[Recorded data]
#####

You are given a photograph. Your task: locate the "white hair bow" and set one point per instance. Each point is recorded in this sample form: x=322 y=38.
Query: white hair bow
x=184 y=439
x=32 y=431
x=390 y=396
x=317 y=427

#####

| THE EXERCISE |
Retype these records line for line, with no changes.

| RESPONSE TO THE EXERCISE |
You are given a photograph. Your task: locate the "white hair bow" and set one point per instance. Each point is recorded in this sample form: x=322 y=38.
Query: white hair bow
x=184 y=439
x=32 y=431
x=390 y=396
x=317 y=427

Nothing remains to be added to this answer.